Action item:
Exactly the lines from the one with "Draw the outline of every instance of the snow" through the end of the records below are to be output, the first and last included, and no others.

Saved entries:
★ ★ ★ ★ ★ ★ ★

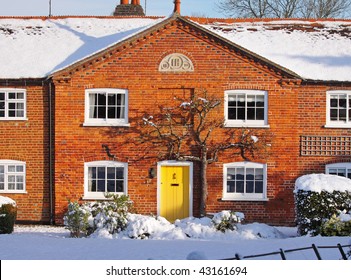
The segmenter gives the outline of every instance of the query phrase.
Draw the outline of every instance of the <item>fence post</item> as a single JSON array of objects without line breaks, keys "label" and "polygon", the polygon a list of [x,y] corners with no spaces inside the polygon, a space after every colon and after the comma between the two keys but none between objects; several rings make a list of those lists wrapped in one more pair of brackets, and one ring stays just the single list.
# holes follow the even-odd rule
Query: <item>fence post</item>
[{"label": "fence post", "polygon": [[342,259],[343,260],[347,260],[347,256],[346,256],[346,254],[345,254],[345,252],[344,252],[344,250],[342,249],[342,247],[341,247],[341,244],[340,243],[338,243],[338,249],[339,249],[339,251],[340,251],[340,253],[341,253],[341,257],[342,257]]},{"label": "fence post", "polygon": [[286,260],[286,256],[285,256],[284,250],[280,249],[279,253],[280,253],[280,257],[282,258],[282,260],[285,261]]},{"label": "fence post", "polygon": [[314,253],[315,253],[316,256],[317,256],[317,259],[318,259],[318,260],[322,260],[322,257],[321,257],[321,255],[320,255],[319,252],[318,252],[317,246],[316,246],[315,244],[312,244],[312,248],[313,248]]},{"label": "fence post", "polygon": [[238,253],[235,254],[235,259],[241,260],[241,257],[240,257],[240,255]]}]

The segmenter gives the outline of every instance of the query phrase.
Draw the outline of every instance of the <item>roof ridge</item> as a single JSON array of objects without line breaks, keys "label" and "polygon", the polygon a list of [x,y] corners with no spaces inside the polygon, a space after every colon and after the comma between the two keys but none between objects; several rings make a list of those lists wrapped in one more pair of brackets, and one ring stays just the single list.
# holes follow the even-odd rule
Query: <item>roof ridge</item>
[{"label": "roof ridge", "polygon": [[255,22],[274,22],[274,21],[302,21],[302,22],[350,22],[349,18],[209,18],[209,17],[194,17],[185,16],[185,18],[193,20],[199,24],[205,23],[255,23]]},{"label": "roof ridge", "polygon": [[66,18],[97,18],[97,19],[129,19],[129,18],[141,18],[141,19],[160,19],[165,16],[84,16],[84,15],[58,15],[58,16],[0,16],[0,19],[66,19]]},{"label": "roof ridge", "polygon": [[[141,18],[141,19],[160,19],[166,18],[166,16],[99,16],[99,15],[56,15],[56,16],[6,16],[0,15],[0,19],[67,19],[67,18],[97,18],[97,19],[130,19],[130,18]],[[274,22],[274,21],[304,21],[304,22],[351,22],[349,18],[216,18],[216,17],[196,17],[196,16],[184,16],[197,23],[241,23],[241,22]]]}]

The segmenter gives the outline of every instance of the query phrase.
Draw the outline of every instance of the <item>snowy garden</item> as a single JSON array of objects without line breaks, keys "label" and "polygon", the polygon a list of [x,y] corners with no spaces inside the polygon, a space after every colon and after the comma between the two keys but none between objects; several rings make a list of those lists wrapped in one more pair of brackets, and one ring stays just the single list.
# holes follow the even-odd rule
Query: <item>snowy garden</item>
[{"label": "snowy garden", "polygon": [[[0,259],[219,260],[311,244],[351,246],[350,188],[350,179],[334,175],[300,177],[295,189],[298,226],[292,228],[245,223],[245,213],[232,211],[170,223],[159,216],[133,214],[128,197],[82,205],[70,202],[65,227],[15,225],[11,234],[0,235]],[[4,205],[15,207],[15,202],[0,196],[1,211]],[[5,216],[0,212],[0,228]],[[348,258],[350,246],[344,247]],[[320,254],[322,259],[341,259],[337,248],[325,248]],[[287,259],[314,260],[316,255],[305,250],[291,252]]]}]

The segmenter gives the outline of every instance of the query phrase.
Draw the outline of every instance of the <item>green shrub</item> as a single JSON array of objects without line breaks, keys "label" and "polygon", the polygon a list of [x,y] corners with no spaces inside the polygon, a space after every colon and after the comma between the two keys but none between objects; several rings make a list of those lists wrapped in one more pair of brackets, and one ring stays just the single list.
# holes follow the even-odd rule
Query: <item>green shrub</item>
[{"label": "green shrub", "polygon": [[321,234],[322,224],[336,215],[339,209],[351,209],[351,193],[298,190],[295,205],[299,234],[316,236]]},{"label": "green shrub", "polygon": [[88,219],[91,213],[78,202],[68,203],[68,210],[64,215],[63,221],[65,227],[71,232],[71,237],[81,237],[88,234]]},{"label": "green shrub", "polygon": [[341,219],[340,215],[332,215],[321,227],[323,236],[351,236],[351,220]]},{"label": "green shrub", "polygon": [[236,230],[237,224],[244,219],[244,214],[233,211],[222,211],[215,214],[212,218],[214,227],[221,232]]},{"label": "green shrub", "polygon": [[0,234],[13,232],[17,217],[17,207],[13,204],[2,204],[0,206]]}]

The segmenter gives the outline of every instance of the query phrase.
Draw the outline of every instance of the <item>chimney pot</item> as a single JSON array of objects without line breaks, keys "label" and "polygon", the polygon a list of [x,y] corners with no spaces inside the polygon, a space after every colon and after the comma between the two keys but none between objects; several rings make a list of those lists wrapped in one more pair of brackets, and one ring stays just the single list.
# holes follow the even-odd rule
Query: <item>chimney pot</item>
[{"label": "chimney pot", "polygon": [[174,13],[180,14],[180,0],[174,0]]},{"label": "chimney pot", "polygon": [[140,0],[121,0],[120,3],[115,8],[114,16],[145,16]]}]

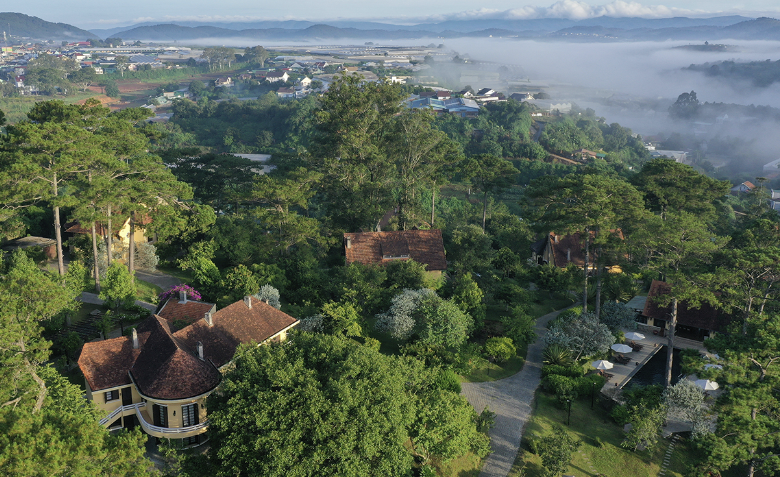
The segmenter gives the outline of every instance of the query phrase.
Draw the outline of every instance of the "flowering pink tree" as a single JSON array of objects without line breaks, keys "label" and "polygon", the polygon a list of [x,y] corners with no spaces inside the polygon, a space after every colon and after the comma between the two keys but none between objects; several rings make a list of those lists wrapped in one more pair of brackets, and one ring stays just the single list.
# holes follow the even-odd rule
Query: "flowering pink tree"
[{"label": "flowering pink tree", "polygon": [[170,297],[177,297],[177,296],[179,296],[179,292],[180,291],[187,292],[187,298],[188,299],[193,299],[193,300],[200,300],[201,299],[200,292],[198,290],[192,288],[189,285],[181,284],[181,285],[172,286],[168,290],[160,293],[160,295],[159,295],[160,302],[163,302],[163,301],[167,300]]}]

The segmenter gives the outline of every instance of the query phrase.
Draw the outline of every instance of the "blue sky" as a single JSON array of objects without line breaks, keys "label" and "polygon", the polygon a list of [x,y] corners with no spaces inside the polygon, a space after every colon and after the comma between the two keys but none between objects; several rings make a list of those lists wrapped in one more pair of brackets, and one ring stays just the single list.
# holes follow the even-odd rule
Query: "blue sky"
[{"label": "blue sky", "polygon": [[[443,6],[444,5],[444,6]],[[7,8],[7,7],[6,7]],[[82,28],[110,28],[143,21],[173,20],[335,20],[372,19],[410,22],[468,18],[590,18],[594,16],[746,16],[780,17],[777,0],[667,0],[664,4],[616,0],[482,0],[432,2],[394,0],[296,0],[257,2],[249,0],[80,0],[77,3],[31,0],[9,10],[34,15],[47,21],[64,22]]]}]

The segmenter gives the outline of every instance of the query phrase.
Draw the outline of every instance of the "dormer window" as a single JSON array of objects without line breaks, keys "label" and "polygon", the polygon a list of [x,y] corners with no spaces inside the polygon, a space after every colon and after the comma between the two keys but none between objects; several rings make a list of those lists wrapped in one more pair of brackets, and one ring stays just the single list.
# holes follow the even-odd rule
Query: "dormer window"
[{"label": "dormer window", "polygon": [[387,255],[382,255],[382,258],[384,260],[397,260],[397,259],[400,259],[400,258],[409,258],[409,254],[403,254],[403,255],[390,255],[390,254],[387,254]]},{"label": "dormer window", "polygon": [[105,395],[106,395],[106,402],[116,401],[117,399],[119,399],[119,390],[114,389],[113,391],[106,391]]}]

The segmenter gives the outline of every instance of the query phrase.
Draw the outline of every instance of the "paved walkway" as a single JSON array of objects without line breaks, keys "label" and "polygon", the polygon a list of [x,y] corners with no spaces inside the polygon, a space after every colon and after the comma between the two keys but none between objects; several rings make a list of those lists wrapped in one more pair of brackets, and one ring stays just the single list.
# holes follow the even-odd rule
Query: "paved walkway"
[{"label": "paved walkway", "polygon": [[462,394],[482,412],[485,406],[496,413],[496,425],[490,430],[490,446],[493,453],[485,460],[481,477],[505,477],[520,448],[520,438],[528,418],[531,417],[532,402],[536,388],[542,379],[542,336],[547,332],[547,323],[563,311],[555,311],[536,320],[536,342],[528,346],[523,369],[505,379],[487,383],[463,383]]},{"label": "paved walkway", "polygon": [[163,291],[169,289],[172,286],[181,285],[181,280],[178,278],[163,272],[158,272],[157,270],[136,270],[135,276],[139,280],[157,285],[158,287],[162,288]]}]

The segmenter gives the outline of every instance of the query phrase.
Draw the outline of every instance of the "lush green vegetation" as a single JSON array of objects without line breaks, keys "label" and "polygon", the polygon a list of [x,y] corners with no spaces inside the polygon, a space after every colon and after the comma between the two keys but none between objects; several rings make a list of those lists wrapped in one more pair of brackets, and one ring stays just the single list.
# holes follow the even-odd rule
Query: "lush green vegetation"
[{"label": "lush green vegetation", "polygon": [[[230,63],[218,54],[217,67]],[[732,386],[712,408],[718,430],[686,441],[685,464],[700,473],[773,471],[780,234],[763,184],[726,198],[729,184],[673,161],[647,160],[639,138],[589,111],[551,119],[536,143],[530,109],[520,103],[489,105],[473,119],[437,118],[402,110],[400,87],[347,76],[322,98],[303,101],[266,95],[217,103],[214,94],[204,87],[197,102],[178,101],[166,127],[147,125],[143,111],[44,102],[0,141],[4,238],[51,231],[52,218],[56,228],[78,220],[115,229],[127,217],[141,223],[148,216],[146,236],[156,238],[151,255],[180,270],[205,301],[223,307],[265,294],[301,319],[292,343],[239,353],[225,378],[230,393],[210,398],[213,451],[185,458],[181,475],[248,468],[282,475],[292,463],[302,475],[318,465],[333,475],[403,475],[431,466],[442,475],[473,472],[485,455],[490,419],[458,395],[460,381],[519,370],[536,338],[535,319],[575,300],[581,307],[550,323],[545,336],[543,386],[550,395],[539,395],[531,424],[545,435],[534,451],[540,456],[521,456],[530,462],[526,471],[540,475],[540,463],[553,473],[566,468],[579,446],[588,456],[573,454],[581,469],[657,472],[664,447],[658,429],[672,401],[660,390],[624,393],[610,417],[591,412],[587,398],[603,378],[586,375],[584,365],[605,357],[631,323],[613,302],[659,277],[671,287],[662,305],[709,303],[735,318],[707,342],[725,357],[724,369],[702,374]],[[693,104],[690,94],[688,100]],[[580,148],[604,157],[565,166],[541,161]],[[276,168],[260,174],[256,163],[222,152],[273,152]],[[345,266],[344,233],[375,230],[382,217],[383,230],[441,230],[446,276],[413,260]],[[572,240],[579,266],[532,261],[532,243],[557,243],[550,232]],[[42,392],[37,366],[48,357],[38,321],[55,320],[87,281],[100,281],[114,308],[136,297],[130,277],[150,249],[129,250],[128,263],[120,264],[111,255],[112,236],[83,239],[80,249],[88,252],[72,257],[69,275],[63,264],[59,274],[33,274],[20,257],[4,272],[20,285],[0,294],[14,305],[0,307],[0,317],[25,325],[9,325],[0,338],[29,353],[28,362],[8,357],[8,369],[30,385],[29,396],[20,396],[26,409],[44,405],[32,399]],[[132,237],[129,243],[135,247]],[[24,301],[37,295],[22,293],[23,271],[69,294],[52,303]],[[158,291],[136,282],[146,297]],[[44,305],[51,308],[35,308]],[[107,316],[101,326],[109,329]],[[674,326],[676,314],[670,321]],[[58,349],[72,354],[74,343],[63,340]],[[702,362],[687,366],[707,373]],[[7,388],[12,401],[18,394],[8,376],[0,390]],[[258,402],[248,390],[267,399]],[[572,435],[548,432],[562,421],[566,400],[574,402]],[[284,406],[305,406],[307,419],[279,416]],[[234,425],[239,419],[243,424]],[[318,427],[323,422],[333,425]],[[623,423],[632,431],[624,433]],[[257,425],[276,430],[249,431]],[[341,428],[350,431],[332,434]],[[469,442],[456,438],[463,436]],[[245,452],[249,441],[268,451]],[[331,449],[324,461],[330,445],[346,451]],[[348,462],[353,450],[359,463]],[[682,460],[673,462],[673,471],[688,471]]]}]

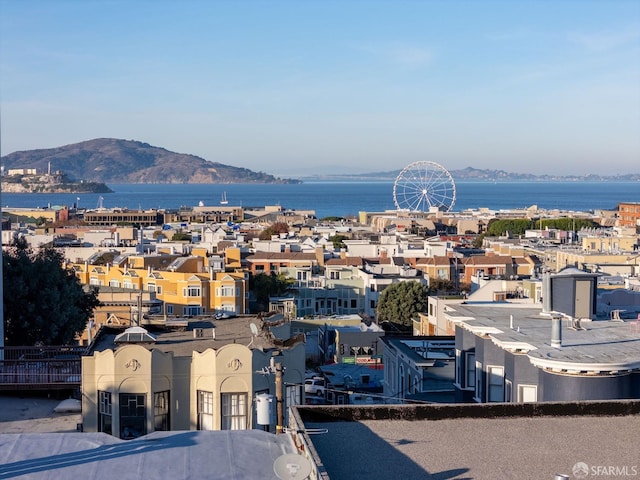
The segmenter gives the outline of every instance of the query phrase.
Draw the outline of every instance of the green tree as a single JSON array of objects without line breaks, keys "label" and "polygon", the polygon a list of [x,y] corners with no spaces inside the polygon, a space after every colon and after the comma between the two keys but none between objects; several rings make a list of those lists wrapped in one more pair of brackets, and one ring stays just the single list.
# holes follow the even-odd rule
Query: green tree
[{"label": "green tree", "polygon": [[33,252],[19,239],[2,257],[5,344],[72,344],[100,305],[95,287],[86,292],[62,255]]},{"label": "green tree", "polygon": [[329,241],[333,243],[333,248],[337,250],[339,248],[347,248],[347,246],[344,244],[344,240],[348,238],[349,237],[347,237],[346,235],[337,234],[329,237]]},{"label": "green tree", "polygon": [[249,290],[256,298],[258,311],[266,311],[269,307],[269,297],[278,297],[294,291],[295,281],[284,273],[259,273],[249,279]]},{"label": "green tree", "polygon": [[427,311],[429,287],[408,281],[389,285],[380,294],[376,315],[378,322],[389,321],[410,327],[418,312]]},{"label": "green tree", "polygon": [[171,237],[171,241],[172,242],[181,242],[181,241],[191,241],[191,235],[189,235],[188,233],[184,233],[184,232],[176,232],[173,234],[173,237]]}]

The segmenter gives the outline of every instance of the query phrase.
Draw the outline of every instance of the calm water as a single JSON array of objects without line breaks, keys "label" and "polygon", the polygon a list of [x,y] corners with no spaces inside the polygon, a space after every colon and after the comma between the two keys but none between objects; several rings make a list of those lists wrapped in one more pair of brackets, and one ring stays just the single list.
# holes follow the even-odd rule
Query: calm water
[{"label": "calm water", "polygon": [[[105,208],[177,208],[218,205],[226,193],[229,205],[282,205],[315,210],[319,218],[357,215],[364,211],[394,209],[393,182],[309,182],[299,185],[139,185],[113,184],[114,193],[16,194],[2,193],[10,207],[73,205],[96,208],[102,196]],[[615,209],[618,202],[640,202],[640,182],[456,182],[454,210],[487,207],[540,208],[589,211]]]}]

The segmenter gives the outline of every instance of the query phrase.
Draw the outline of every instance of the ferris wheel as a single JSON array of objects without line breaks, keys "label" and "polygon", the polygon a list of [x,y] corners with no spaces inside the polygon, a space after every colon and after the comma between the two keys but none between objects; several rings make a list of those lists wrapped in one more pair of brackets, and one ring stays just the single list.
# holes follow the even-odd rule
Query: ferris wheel
[{"label": "ferris wheel", "polygon": [[437,207],[448,212],[456,203],[456,184],[442,165],[414,162],[396,178],[393,202],[398,210],[426,212]]}]

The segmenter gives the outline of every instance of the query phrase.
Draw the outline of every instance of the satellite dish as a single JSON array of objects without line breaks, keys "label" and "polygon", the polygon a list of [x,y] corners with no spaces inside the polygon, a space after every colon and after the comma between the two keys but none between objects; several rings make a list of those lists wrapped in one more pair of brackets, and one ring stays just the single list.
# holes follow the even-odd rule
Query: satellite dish
[{"label": "satellite dish", "polygon": [[253,322],[250,323],[249,324],[249,328],[251,329],[251,334],[257,337],[258,336],[258,327],[256,327],[256,324],[253,323]]},{"label": "satellite dish", "polygon": [[311,462],[297,453],[285,453],[273,462],[273,471],[283,480],[304,480],[311,474]]}]

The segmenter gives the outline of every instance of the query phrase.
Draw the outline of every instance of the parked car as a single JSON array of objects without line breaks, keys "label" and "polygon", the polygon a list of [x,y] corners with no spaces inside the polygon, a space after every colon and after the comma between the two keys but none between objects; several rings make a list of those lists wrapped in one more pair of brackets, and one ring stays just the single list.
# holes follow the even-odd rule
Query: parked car
[{"label": "parked car", "polygon": [[309,393],[311,395],[324,395],[324,378],[307,378],[304,381],[304,393]]}]

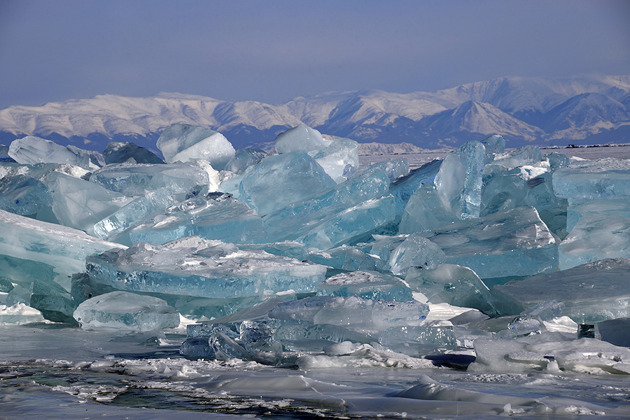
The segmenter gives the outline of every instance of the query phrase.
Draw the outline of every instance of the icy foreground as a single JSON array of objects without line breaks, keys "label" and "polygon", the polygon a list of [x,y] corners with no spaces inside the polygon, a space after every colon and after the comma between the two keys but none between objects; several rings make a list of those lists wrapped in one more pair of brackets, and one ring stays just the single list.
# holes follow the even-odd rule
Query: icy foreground
[{"label": "icy foreground", "polygon": [[[279,136],[276,154],[226,142],[174,126],[158,144],[167,163],[116,144],[110,163],[83,167],[46,142],[11,145],[16,162],[0,162],[0,323],[56,323],[69,342],[127,334],[146,345],[149,334],[173,359],[124,369],[177,385],[139,387],[265,395],[278,413],[286,398],[304,401],[304,415],[448,417],[454,401],[470,416],[627,414],[627,389],[615,391],[625,400],[555,391],[543,401],[526,379],[561,388],[566,375],[630,374],[627,160],[506,151],[492,136],[410,171],[358,168],[356,143],[305,126]],[[258,373],[223,376],[230,367]],[[333,373],[265,370],[288,367],[424,376],[362,389]],[[60,387],[108,403],[131,392]]]}]

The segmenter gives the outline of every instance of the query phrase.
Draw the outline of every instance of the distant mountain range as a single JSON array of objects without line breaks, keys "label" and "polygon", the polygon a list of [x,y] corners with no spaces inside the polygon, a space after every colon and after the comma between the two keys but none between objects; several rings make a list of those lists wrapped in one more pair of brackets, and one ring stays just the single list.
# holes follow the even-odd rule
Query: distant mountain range
[{"label": "distant mountain range", "polygon": [[630,75],[562,80],[502,77],[437,92],[359,91],[256,101],[160,93],[148,98],[98,95],[0,110],[0,144],[36,135],[103,150],[110,141],[154,148],[174,123],[206,126],[236,147],[271,142],[304,123],[362,143],[457,146],[501,134],[508,147],[630,142]]}]

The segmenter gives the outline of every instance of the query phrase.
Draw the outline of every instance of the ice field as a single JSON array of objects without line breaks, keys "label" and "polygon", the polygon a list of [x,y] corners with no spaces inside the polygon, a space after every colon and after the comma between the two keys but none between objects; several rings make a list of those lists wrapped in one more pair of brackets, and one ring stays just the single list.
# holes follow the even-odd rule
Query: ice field
[{"label": "ice field", "polygon": [[630,417],[630,146],[110,146],[0,149],[0,419]]}]

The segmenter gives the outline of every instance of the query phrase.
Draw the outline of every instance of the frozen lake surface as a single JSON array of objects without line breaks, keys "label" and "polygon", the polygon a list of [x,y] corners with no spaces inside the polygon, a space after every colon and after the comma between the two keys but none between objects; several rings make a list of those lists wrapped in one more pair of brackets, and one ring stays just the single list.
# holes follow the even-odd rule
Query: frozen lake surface
[{"label": "frozen lake surface", "polygon": [[[630,146],[543,149],[551,152],[630,159]],[[361,156],[361,165],[405,158],[417,168],[446,153]],[[436,360],[367,345],[337,358],[311,355],[299,366],[192,361],[179,355],[185,338],[181,328],[155,336],[0,326],[0,419],[630,418],[624,374],[560,371],[553,363],[466,371],[473,353]]]},{"label": "frozen lake surface", "polygon": [[[602,159],[615,157],[617,159],[630,159],[630,144],[601,145],[590,147],[541,147],[543,155],[549,153],[562,153],[566,156],[576,156],[583,159]],[[386,162],[394,159],[407,159],[409,166],[418,168],[434,159],[444,159],[450,153],[449,149],[425,150],[423,153],[396,154],[396,155],[361,155],[361,165],[371,165],[378,162]]]},{"label": "frozen lake surface", "polygon": [[630,416],[627,375],[469,373],[369,355],[347,367],[273,368],[189,361],[178,355],[183,339],[3,327],[0,418]]}]

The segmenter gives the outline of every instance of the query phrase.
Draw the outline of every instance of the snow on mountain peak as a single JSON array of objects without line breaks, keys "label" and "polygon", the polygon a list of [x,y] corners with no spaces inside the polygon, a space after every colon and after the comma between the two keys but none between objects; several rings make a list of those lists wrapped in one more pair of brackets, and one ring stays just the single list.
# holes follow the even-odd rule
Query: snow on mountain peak
[{"label": "snow on mountain peak", "polygon": [[123,137],[155,141],[175,123],[211,128],[240,146],[273,141],[299,124],[363,142],[425,147],[494,133],[508,142],[568,142],[606,133],[614,141],[630,126],[629,107],[626,75],[500,77],[437,92],[329,92],[280,105],[173,92],[145,98],[105,94],[0,110],[0,141],[25,135],[91,139],[102,149],[103,141]]}]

★ ★ ★ ★ ★ ★ ★

Response:
Draw the outline of every instance of the snow on mountain peak as a single JSON array of objects without line breaks, keys "label" and "polygon", the polygon a list of [x,y] corners with no spaces inside the polygon, a space after every colon and after the comma between the two keys but none between objects; several rings make a list of those lists wrapped in one more pair of brackets, and one ring stays just the single list.
# holes follow the even-odd rule
Query: snow on mountain peak
[{"label": "snow on mountain peak", "polygon": [[123,137],[155,141],[175,123],[211,128],[240,146],[273,141],[299,124],[363,142],[425,147],[494,133],[508,142],[568,142],[606,133],[614,141],[630,126],[629,107],[626,75],[500,77],[437,92],[329,92],[280,105],[173,92],[145,98],[105,94],[0,110],[0,141],[25,135],[91,139],[102,149],[103,141]]}]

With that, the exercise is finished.